■ 提供データ
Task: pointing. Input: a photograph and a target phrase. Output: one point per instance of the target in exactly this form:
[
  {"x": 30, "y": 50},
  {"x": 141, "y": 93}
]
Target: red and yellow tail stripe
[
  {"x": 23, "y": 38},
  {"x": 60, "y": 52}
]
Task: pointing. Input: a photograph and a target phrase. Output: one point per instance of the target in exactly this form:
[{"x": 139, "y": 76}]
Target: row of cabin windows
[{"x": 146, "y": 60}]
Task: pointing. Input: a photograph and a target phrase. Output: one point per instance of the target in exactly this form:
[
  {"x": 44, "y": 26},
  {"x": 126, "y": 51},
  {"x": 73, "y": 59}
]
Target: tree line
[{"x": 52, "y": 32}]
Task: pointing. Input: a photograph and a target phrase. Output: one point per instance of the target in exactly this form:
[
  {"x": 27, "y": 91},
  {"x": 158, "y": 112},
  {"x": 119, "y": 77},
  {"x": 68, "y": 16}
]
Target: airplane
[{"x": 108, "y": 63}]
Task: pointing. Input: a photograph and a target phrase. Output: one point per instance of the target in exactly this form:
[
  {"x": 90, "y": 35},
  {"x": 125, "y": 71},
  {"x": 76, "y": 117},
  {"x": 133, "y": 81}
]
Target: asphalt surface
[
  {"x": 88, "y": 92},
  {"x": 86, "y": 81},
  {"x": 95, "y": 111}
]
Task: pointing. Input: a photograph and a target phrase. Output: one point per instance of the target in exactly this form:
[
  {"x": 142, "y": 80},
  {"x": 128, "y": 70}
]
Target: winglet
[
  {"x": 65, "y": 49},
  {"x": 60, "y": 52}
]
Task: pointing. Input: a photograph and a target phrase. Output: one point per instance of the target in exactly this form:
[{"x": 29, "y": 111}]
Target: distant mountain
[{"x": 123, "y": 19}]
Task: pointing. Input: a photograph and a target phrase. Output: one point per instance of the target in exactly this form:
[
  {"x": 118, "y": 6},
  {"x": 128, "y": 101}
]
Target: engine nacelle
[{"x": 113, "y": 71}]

--

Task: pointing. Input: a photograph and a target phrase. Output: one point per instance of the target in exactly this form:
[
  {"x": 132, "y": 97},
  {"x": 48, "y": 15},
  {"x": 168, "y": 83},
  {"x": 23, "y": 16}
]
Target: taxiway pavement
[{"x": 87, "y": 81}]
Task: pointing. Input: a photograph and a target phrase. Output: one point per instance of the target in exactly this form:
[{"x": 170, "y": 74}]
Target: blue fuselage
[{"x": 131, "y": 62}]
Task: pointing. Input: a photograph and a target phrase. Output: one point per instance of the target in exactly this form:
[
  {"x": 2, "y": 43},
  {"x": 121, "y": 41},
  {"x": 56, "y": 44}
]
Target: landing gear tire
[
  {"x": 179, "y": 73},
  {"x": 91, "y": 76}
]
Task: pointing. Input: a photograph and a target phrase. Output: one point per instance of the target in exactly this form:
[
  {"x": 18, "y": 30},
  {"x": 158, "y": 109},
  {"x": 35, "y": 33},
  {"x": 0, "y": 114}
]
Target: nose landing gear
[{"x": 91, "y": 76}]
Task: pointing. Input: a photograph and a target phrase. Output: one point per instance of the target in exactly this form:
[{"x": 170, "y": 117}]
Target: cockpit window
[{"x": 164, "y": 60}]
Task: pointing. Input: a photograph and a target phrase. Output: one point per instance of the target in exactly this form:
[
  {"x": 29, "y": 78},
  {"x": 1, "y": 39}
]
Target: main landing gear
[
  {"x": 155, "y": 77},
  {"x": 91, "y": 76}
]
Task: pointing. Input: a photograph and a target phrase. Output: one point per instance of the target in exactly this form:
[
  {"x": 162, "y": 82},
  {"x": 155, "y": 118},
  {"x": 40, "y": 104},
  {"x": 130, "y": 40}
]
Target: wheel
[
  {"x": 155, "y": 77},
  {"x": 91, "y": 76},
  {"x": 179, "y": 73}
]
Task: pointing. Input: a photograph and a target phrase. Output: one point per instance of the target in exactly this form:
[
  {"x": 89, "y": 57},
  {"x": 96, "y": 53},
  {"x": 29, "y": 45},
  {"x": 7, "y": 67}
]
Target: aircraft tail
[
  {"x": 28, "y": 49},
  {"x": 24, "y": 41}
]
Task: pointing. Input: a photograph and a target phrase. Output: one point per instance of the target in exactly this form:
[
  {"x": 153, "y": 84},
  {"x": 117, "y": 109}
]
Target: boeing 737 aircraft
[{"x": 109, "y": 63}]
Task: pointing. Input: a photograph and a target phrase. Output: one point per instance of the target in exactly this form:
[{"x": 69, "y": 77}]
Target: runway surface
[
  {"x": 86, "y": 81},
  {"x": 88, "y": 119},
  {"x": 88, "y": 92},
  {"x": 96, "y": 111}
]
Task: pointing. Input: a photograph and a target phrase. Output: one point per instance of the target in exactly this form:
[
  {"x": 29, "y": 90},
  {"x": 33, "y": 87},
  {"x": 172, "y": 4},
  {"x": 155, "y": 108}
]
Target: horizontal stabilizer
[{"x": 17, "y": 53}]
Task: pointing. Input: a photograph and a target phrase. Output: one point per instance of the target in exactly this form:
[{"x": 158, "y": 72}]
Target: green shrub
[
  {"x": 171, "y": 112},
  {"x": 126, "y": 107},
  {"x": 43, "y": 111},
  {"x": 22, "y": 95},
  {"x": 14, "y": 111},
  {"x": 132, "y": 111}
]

■ 作業指示
上の行のうち、文字列「surface」を含む行をすべて抜き出してください。大文字と小文字は区別します。

■ 本問の解答
Target: asphalt surface
Target: runway surface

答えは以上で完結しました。